TRAVAIL DEMANDÉ:
Transcrivez toutes les lignes ci-dessous en un tableau Markdown dont la colonne « Numéro » donne le rang de chaque ligne et la colonne « Contenu » son texte. Les lignes vides sont à omettre.

LIGNES FOURNIES:
# # # #

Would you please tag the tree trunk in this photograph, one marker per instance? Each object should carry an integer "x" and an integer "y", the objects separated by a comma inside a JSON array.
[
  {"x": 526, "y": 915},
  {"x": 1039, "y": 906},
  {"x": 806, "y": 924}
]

# # # #

RÉSULTAT OBTENU:
| Numéro | Contenu |
|---|---|
| 1 | Would you please tag the tree trunk in this photograph, one marker per instance? Each object should carry an integer "x" and an integer "y", the objects separated by a comma inside a JSON array. |
| 2 | [ |
| 3 |   {"x": 526, "y": 915}, |
| 4 |   {"x": 1039, "y": 906}, |
| 5 |   {"x": 806, "y": 924} |
| 6 | ] |